··· RECORDS TO USE ···

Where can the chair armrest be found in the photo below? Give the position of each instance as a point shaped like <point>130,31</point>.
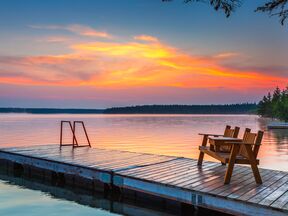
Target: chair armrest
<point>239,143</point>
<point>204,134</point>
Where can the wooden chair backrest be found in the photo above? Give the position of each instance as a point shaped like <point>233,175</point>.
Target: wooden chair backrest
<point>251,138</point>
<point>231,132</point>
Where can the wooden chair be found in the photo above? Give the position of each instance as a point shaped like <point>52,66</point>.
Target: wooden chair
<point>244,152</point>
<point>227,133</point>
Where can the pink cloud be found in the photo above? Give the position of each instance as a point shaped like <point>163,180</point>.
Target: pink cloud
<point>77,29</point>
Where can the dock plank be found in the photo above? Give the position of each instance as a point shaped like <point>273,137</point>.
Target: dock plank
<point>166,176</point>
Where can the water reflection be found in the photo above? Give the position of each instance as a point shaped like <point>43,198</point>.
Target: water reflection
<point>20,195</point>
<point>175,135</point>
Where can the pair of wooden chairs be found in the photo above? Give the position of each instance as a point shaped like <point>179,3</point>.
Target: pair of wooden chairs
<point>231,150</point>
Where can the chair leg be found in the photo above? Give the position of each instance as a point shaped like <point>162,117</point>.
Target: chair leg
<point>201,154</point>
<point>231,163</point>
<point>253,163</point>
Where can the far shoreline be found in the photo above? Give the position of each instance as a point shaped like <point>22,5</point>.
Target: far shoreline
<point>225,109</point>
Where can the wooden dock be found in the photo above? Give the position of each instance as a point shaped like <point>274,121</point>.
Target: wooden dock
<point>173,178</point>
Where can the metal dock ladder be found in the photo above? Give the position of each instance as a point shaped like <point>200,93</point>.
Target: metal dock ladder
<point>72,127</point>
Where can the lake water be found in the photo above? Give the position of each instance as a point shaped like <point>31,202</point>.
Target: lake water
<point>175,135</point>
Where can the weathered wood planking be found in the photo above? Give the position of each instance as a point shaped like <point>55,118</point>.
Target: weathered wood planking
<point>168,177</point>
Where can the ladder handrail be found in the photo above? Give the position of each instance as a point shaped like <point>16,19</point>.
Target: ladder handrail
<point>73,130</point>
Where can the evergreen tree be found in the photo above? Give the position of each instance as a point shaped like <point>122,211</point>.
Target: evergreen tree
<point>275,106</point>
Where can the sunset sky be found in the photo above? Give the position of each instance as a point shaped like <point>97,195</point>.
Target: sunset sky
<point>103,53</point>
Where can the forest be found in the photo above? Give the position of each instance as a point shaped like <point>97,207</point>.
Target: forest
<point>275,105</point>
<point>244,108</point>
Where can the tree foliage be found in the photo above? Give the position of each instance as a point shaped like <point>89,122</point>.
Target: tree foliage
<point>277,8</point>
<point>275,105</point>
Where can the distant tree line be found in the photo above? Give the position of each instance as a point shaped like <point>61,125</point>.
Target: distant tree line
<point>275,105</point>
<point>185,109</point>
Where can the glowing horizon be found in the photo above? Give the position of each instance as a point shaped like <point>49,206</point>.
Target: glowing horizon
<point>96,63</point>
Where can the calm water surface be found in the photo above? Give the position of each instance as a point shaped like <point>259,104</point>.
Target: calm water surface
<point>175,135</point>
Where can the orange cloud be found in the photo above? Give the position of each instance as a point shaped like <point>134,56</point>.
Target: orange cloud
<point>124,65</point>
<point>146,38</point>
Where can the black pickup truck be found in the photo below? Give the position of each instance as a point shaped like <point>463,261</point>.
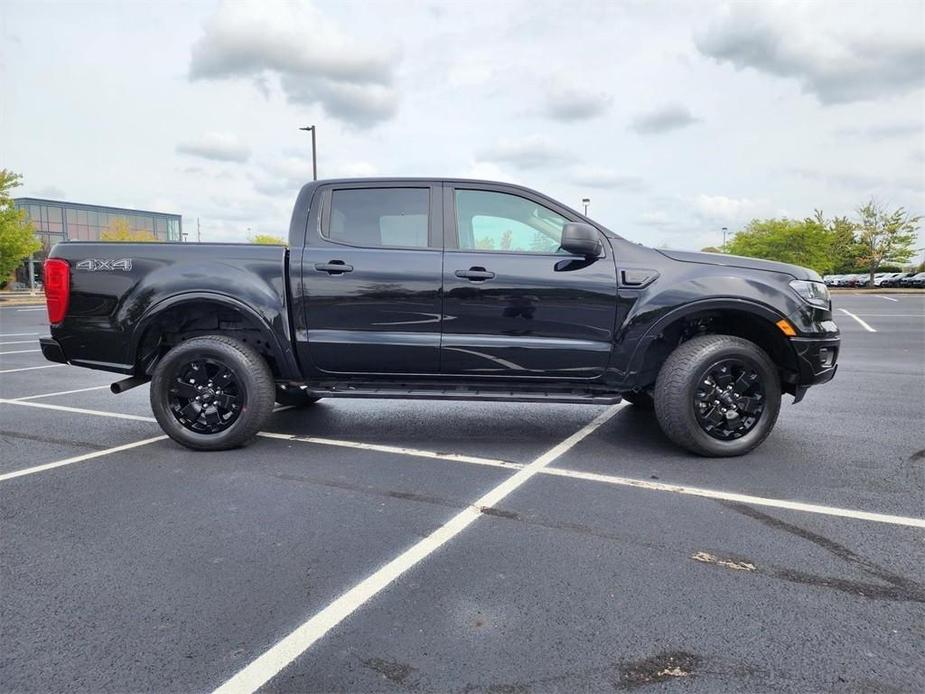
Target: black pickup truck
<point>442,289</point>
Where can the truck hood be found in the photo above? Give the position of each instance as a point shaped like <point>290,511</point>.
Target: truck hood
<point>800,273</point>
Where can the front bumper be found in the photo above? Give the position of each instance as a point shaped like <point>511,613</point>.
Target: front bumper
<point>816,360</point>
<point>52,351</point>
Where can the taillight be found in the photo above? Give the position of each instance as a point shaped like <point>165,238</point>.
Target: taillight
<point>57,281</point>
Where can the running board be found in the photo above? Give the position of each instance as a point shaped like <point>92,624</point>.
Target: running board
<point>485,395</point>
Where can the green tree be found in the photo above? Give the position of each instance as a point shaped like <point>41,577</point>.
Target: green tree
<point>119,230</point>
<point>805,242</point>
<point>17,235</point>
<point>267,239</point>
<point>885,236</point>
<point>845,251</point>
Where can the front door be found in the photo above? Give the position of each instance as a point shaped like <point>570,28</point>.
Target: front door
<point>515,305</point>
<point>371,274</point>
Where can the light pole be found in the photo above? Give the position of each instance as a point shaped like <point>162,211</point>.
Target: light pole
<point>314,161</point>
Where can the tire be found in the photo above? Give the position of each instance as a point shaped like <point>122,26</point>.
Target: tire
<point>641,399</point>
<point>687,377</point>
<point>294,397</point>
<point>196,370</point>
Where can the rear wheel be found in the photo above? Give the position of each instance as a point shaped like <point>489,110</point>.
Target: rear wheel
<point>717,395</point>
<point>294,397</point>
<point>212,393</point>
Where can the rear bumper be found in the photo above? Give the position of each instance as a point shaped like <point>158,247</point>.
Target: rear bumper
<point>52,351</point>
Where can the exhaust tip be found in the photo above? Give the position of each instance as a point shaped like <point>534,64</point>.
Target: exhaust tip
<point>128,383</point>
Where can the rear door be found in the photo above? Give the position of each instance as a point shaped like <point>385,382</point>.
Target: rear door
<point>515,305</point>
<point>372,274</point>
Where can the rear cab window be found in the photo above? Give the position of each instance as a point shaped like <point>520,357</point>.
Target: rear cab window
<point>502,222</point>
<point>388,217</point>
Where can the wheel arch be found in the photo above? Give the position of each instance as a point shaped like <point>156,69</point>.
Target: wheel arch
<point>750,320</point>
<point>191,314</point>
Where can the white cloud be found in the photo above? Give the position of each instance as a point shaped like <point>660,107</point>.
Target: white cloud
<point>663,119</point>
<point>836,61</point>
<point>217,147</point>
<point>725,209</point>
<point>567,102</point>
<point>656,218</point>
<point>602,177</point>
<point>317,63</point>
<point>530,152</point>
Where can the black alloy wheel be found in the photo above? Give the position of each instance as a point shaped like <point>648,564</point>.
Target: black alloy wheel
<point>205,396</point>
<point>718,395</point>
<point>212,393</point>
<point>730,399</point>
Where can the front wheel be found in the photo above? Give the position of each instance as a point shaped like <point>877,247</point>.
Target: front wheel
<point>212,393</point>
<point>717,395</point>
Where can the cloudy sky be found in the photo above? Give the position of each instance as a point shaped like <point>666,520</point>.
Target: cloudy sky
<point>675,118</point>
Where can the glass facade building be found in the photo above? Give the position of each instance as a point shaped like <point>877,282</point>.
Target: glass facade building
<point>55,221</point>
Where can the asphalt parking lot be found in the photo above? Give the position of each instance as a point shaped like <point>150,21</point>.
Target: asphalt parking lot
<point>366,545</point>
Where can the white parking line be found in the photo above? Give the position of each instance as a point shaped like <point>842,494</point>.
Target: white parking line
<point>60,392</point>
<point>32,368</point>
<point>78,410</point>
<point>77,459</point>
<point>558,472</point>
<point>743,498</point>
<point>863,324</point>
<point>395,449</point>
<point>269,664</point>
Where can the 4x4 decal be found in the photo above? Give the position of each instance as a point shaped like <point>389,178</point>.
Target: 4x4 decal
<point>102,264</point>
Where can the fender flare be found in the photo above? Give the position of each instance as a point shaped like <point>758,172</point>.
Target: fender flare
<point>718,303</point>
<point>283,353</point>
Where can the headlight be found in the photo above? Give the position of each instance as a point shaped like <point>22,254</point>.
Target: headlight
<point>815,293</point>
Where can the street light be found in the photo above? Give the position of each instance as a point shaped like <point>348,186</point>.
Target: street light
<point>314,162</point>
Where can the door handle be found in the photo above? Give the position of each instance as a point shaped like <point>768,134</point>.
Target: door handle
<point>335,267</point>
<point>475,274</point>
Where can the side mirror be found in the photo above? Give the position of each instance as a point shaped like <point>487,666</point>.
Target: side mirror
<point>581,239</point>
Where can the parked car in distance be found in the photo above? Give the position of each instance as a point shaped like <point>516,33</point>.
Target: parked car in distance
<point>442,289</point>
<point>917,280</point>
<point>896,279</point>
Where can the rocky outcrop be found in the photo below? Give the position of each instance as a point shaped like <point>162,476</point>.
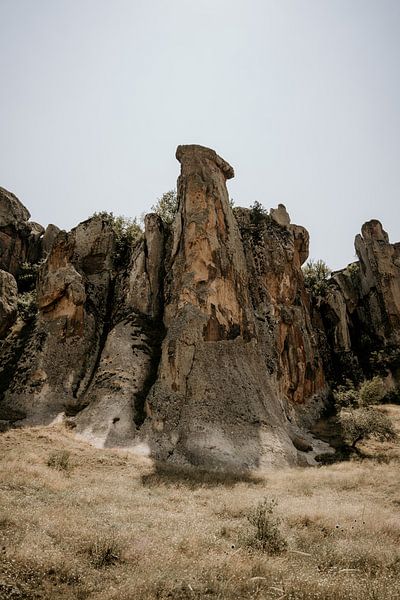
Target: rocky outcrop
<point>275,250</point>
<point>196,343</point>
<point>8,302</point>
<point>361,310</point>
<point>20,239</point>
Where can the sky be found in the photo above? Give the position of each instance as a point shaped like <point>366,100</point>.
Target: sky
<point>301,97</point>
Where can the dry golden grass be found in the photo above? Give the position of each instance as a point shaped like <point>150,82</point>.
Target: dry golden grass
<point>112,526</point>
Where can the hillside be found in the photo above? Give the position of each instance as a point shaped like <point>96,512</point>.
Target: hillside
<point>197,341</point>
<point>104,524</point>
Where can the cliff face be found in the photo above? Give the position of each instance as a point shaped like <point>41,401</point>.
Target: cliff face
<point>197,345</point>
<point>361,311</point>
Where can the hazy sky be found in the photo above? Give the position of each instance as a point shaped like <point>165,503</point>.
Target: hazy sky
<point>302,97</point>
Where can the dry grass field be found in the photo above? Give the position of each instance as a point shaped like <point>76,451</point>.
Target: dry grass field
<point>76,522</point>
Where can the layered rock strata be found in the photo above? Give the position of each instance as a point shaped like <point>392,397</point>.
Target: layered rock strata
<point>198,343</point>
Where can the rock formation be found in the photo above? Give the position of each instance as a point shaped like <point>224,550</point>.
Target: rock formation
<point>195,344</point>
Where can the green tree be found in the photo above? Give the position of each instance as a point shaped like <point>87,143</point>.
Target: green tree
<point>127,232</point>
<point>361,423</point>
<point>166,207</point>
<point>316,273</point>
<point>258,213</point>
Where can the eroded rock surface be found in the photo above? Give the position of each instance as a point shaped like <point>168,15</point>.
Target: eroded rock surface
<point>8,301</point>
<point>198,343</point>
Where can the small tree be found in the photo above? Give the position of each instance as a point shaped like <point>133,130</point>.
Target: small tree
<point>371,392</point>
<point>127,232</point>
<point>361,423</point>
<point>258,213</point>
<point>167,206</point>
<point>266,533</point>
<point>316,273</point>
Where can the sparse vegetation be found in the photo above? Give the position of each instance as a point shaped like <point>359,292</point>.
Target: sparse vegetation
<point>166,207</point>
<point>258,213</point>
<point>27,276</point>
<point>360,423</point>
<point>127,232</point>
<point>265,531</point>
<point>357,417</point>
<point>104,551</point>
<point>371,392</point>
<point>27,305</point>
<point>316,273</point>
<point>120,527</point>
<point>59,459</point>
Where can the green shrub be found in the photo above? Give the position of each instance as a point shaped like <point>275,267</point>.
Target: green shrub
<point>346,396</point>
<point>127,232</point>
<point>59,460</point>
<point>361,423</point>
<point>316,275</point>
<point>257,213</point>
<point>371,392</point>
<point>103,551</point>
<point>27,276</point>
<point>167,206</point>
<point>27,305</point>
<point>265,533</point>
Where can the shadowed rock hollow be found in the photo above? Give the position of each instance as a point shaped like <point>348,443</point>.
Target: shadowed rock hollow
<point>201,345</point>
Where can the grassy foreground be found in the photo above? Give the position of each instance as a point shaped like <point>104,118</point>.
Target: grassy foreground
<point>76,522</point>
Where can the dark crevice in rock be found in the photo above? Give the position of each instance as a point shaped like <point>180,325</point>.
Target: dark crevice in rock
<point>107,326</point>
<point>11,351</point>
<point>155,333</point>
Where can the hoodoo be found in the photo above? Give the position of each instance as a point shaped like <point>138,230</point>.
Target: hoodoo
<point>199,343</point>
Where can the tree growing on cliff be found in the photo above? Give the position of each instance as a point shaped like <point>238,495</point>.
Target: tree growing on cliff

···

**WHAT IS REQUIRED:** Copy each line above containing the string "growing".

**ANSWER SPACE:**
Where can the tree growing on cliff be found in the photo above? Give the position of each instance as a point shaped like <point>238,495</point>.
Target: tree growing on cliff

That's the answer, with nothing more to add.